[Object outline annotations]
::::::::
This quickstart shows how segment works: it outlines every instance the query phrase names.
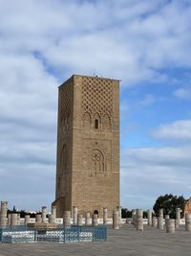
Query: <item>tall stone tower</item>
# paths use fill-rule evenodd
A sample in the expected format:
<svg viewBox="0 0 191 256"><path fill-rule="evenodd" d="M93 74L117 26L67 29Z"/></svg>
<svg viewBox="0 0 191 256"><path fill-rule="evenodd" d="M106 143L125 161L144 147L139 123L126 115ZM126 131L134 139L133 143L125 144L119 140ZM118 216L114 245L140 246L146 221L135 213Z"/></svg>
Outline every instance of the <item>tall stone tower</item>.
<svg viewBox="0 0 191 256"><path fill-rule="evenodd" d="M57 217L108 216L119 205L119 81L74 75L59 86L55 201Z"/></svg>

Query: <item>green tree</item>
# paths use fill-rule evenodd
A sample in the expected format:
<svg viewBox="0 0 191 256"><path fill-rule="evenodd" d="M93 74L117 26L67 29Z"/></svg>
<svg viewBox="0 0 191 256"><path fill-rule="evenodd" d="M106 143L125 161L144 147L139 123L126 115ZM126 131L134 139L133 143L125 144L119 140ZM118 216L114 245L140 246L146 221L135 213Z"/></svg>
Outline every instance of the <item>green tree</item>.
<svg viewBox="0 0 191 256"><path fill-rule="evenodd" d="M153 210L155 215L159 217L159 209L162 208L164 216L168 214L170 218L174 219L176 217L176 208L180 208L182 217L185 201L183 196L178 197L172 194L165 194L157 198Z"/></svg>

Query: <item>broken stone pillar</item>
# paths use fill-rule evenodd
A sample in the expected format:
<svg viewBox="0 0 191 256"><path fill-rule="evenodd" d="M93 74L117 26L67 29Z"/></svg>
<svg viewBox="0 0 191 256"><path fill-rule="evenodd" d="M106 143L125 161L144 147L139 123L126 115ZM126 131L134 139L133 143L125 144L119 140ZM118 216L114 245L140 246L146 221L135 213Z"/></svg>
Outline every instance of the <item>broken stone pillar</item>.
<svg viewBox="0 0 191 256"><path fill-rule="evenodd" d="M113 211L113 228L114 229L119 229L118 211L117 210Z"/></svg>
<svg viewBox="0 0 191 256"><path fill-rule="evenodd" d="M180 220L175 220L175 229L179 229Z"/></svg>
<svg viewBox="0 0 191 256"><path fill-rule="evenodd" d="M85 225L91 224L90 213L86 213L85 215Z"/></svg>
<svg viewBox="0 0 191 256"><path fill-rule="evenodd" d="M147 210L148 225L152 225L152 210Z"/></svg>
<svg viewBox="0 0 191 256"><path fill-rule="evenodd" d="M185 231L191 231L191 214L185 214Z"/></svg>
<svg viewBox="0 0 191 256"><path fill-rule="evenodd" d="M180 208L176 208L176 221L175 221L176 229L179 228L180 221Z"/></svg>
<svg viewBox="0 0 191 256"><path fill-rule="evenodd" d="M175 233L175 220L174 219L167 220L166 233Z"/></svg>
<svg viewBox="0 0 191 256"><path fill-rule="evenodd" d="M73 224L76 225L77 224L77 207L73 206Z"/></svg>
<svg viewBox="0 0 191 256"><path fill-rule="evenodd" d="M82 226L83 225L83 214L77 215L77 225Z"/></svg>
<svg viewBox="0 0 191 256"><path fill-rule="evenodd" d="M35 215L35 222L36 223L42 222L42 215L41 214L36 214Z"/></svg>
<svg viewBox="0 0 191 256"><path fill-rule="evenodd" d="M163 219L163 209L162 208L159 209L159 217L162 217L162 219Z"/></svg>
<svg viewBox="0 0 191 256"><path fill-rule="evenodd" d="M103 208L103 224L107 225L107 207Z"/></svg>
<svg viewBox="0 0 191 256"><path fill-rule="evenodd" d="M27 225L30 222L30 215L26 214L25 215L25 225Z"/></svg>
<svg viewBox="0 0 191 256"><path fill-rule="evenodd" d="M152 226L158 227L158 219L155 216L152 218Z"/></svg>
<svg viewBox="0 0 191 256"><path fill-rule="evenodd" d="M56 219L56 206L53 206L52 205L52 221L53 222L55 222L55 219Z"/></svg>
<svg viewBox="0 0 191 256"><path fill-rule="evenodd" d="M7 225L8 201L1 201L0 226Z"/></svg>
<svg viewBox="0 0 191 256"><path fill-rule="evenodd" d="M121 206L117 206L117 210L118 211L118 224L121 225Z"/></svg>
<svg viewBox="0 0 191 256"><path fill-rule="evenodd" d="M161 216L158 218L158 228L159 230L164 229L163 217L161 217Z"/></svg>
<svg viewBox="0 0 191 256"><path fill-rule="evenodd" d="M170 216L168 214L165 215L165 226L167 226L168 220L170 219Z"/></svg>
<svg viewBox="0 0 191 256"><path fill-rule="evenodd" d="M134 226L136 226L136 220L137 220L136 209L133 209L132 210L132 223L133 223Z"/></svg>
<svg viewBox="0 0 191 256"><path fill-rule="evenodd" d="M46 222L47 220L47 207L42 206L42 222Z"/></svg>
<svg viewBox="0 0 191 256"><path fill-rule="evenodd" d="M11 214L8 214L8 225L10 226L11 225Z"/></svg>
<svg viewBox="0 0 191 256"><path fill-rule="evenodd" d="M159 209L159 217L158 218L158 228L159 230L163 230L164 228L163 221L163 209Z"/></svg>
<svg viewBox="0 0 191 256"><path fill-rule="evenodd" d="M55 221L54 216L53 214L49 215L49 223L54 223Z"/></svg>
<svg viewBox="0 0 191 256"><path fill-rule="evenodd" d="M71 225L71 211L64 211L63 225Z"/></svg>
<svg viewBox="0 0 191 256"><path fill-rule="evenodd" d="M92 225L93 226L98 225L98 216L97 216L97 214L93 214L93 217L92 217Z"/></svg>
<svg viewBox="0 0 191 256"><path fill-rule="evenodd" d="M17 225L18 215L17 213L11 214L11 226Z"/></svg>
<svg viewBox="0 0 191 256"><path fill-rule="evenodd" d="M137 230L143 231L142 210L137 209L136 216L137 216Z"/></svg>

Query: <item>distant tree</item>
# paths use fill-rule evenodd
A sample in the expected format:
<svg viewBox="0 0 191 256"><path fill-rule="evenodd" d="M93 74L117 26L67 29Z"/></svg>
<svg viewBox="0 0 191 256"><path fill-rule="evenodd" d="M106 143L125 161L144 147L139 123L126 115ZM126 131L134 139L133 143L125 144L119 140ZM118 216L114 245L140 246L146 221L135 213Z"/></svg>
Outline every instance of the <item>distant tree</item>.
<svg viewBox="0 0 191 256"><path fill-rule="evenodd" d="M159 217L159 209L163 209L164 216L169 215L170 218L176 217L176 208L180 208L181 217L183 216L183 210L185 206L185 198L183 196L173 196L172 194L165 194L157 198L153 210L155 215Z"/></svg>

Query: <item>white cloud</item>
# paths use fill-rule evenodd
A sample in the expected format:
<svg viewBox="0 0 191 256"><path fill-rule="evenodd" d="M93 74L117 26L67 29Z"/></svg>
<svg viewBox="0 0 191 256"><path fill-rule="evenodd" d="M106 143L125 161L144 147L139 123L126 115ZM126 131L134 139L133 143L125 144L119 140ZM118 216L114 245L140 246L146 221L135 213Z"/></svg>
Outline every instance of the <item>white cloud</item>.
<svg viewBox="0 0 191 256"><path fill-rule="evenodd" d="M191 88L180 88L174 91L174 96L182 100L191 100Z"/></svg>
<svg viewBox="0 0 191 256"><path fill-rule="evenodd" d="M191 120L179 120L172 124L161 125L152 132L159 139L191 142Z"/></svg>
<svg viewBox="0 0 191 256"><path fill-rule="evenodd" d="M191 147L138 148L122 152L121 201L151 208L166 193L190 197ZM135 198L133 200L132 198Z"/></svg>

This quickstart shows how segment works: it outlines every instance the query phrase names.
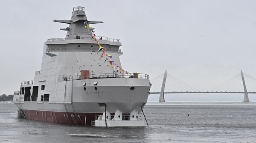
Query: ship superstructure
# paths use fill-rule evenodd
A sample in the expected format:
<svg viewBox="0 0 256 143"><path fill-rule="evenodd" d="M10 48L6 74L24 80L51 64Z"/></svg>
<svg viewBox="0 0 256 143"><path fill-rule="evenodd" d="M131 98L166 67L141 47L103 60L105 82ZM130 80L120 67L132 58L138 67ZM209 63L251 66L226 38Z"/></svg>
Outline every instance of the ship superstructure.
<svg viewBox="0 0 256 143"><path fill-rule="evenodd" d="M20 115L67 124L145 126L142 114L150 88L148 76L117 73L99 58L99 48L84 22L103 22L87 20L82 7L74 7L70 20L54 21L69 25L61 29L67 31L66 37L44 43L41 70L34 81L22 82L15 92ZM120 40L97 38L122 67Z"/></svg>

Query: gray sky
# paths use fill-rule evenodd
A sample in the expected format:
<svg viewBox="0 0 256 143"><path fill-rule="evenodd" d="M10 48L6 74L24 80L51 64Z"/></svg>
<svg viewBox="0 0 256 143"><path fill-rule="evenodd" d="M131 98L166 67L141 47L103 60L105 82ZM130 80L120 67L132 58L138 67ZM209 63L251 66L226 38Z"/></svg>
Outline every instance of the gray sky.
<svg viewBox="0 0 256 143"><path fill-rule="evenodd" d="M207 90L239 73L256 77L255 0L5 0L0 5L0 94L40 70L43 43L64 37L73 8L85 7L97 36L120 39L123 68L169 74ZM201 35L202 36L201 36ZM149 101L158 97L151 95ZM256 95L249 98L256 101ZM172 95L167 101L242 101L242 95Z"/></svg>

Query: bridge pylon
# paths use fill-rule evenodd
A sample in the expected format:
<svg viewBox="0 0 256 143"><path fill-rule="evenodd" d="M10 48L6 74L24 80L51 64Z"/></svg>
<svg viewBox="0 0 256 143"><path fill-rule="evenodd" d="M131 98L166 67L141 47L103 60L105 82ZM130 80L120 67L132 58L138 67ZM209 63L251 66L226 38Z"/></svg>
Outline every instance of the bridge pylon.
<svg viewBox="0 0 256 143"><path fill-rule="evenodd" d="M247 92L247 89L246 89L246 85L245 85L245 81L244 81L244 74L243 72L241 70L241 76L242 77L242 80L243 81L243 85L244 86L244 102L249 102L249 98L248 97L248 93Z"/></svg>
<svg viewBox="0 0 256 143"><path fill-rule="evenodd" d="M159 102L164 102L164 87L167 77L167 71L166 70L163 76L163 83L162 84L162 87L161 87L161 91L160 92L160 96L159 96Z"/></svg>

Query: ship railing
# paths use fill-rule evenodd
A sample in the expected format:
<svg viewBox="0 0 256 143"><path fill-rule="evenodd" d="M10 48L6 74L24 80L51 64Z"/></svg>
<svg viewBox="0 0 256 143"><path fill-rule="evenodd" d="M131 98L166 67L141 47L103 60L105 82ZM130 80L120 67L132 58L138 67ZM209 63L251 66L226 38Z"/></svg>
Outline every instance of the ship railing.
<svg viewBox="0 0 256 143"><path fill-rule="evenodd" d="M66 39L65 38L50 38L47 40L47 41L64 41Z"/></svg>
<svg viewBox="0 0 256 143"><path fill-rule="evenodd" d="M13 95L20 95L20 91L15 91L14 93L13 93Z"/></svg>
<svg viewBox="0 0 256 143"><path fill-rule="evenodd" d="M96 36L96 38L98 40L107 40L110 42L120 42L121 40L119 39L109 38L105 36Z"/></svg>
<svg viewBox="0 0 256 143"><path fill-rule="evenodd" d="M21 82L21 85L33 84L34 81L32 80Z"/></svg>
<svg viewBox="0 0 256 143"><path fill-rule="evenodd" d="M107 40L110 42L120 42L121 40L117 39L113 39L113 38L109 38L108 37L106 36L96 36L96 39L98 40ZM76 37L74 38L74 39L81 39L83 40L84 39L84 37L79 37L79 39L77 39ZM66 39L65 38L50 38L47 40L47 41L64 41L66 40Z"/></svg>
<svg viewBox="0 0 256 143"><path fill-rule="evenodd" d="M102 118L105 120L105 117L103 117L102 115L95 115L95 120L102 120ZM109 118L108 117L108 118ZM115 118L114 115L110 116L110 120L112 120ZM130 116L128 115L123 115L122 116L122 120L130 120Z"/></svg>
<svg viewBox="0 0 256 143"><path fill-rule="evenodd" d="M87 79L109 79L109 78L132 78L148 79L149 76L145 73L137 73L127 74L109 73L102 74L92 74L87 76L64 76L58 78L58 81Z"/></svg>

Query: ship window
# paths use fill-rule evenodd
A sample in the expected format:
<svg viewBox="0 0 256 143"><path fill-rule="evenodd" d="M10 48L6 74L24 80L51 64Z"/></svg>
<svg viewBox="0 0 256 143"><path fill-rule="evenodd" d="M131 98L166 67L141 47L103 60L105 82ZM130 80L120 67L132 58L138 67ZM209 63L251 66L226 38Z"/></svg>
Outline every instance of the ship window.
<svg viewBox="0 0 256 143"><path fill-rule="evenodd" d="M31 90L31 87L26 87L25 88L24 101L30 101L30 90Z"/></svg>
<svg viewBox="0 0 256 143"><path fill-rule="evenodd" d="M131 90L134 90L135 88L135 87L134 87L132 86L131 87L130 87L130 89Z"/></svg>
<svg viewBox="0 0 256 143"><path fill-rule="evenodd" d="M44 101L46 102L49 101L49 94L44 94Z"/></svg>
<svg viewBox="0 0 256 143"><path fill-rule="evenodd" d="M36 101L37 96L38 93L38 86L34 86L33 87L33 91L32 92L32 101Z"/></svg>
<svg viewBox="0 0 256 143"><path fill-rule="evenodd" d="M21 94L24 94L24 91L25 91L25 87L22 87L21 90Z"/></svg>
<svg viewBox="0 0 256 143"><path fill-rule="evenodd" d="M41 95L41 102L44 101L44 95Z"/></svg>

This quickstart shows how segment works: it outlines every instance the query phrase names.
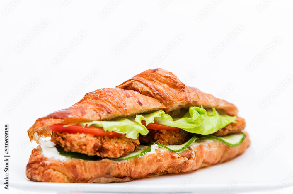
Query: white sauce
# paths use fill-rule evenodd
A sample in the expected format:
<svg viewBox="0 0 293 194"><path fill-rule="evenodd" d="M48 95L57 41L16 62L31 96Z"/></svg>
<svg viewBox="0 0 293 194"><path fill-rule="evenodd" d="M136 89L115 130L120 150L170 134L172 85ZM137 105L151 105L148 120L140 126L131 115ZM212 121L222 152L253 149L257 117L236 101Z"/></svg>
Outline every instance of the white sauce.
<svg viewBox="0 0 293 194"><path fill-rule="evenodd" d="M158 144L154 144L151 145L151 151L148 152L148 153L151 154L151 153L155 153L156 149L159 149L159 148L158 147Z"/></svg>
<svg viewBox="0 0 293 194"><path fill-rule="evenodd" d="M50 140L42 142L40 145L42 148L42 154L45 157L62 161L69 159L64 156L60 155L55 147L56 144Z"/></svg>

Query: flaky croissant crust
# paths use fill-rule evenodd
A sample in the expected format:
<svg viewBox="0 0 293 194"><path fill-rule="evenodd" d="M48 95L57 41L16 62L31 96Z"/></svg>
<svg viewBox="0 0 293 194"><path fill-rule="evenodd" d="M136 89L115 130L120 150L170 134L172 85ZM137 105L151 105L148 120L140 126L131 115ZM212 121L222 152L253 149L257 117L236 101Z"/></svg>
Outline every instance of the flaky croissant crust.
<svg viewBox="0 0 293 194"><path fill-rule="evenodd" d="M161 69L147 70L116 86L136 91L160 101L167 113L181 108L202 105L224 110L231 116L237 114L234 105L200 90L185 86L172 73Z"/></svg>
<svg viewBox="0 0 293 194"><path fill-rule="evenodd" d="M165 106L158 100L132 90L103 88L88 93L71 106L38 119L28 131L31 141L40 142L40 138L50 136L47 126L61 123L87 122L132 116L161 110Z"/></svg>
::::::::
GIVEN INSTRUCTION: Retype the entries from their beginning up to and including the line that contains "217L108 216L119 205L119", leaving the pictures out of your answer.

ANSWER FOR THE TASK:
This quickstart shows how segment works: it outlines every instance the query phrase names.
Query: <item>tall stone tower</item>
# paths use fill-rule evenodd
A sample in the expected format:
<svg viewBox="0 0 191 256"><path fill-rule="evenodd" d="M93 74L117 26L67 29Z"/></svg>
<svg viewBox="0 0 191 256"><path fill-rule="evenodd" d="M106 143L125 161L144 147L139 123L126 115ZM126 131L134 139L133 143L125 144L119 140ZM118 216L114 245L140 246L146 221L135 213Z"/></svg>
Outline every instance of the <item>tall stone tower</item>.
<svg viewBox="0 0 191 256"><path fill-rule="evenodd" d="M57 217L108 216L119 205L119 81L74 75L59 86L55 201Z"/></svg>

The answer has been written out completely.